=== DATA SUPPLIED ===

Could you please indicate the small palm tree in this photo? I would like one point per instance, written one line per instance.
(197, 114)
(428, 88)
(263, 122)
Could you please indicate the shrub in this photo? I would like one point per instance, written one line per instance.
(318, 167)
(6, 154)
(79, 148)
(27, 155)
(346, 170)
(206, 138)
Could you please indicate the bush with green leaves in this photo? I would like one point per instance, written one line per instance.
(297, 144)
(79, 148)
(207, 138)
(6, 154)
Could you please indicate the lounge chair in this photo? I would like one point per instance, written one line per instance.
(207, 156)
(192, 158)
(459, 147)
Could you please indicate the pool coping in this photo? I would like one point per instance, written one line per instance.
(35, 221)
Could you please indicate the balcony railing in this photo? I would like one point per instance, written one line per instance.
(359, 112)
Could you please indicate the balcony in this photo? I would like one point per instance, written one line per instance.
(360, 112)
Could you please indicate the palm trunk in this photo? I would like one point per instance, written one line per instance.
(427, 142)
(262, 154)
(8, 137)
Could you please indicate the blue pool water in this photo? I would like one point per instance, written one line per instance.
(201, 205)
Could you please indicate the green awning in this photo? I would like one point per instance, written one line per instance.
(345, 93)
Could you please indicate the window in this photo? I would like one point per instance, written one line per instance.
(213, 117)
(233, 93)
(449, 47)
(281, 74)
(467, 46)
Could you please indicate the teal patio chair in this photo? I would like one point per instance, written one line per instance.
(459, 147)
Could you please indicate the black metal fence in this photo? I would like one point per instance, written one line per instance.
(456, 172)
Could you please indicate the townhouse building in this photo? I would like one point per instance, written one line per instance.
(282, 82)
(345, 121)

===

:: GIVEN TASK ::
Retype every line of the listing above precisely as it appears, without altering any character.

:: WRITTEN ANSWER ::
Could you please indicate the small palm tree in this photo? I would like one point per instance, written one line per instance.
(197, 114)
(428, 88)
(263, 122)
Could you please indicate the shrub in this photo? I would like one point per instance, written one line per instance.
(318, 167)
(6, 154)
(79, 148)
(27, 155)
(346, 170)
(206, 138)
Could you please indicate the bush with green leaves in this photo? I would like one point per instance, written one line per instance.
(297, 144)
(79, 148)
(207, 138)
(6, 154)
Could you please indicate the lounge chair in this photo? I would like one point per instance, written one line per instance.
(207, 156)
(192, 158)
(459, 147)
Could you please indicate the pool coping in this photo? I would like one point per instance, written one line per instance.
(35, 221)
Could you please indicate the balcony railing in this photo? I would like one point per instance, written one line per instance.
(359, 112)
Could you please indicate the balcony in this photo? I would like one point per instance, written one line per instance.
(360, 112)
Could you please indicate the palm trunk in this photo? I would like one point per instance, written one line per instance.
(427, 142)
(262, 154)
(8, 137)
Could you please indicate the blue pool water in this photo? I would like one point per instance, written one line per instance.
(201, 205)
Could you please indicate the green awning in this photo? I would like one point per instance, written one line per instance.
(345, 93)
Could you please indicate the window in this photo? I would like one point per instance, written one line per instance.
(213, 117)
(233, 93)
(449, 47)
(281, 74)
(467, 46)
Could you please indicate the teal patio chair in this photo? I would like one point per instance, written one line per instance.
(459, 147)
Could you please indicate the black metal fence in this photo? I would like one point per instance, written one line per instance.
(456, 172)
Could you please indicate the townhouse building in this photo? I would like one point per instance, written one line per instance.
(282, 82)
(345, 121)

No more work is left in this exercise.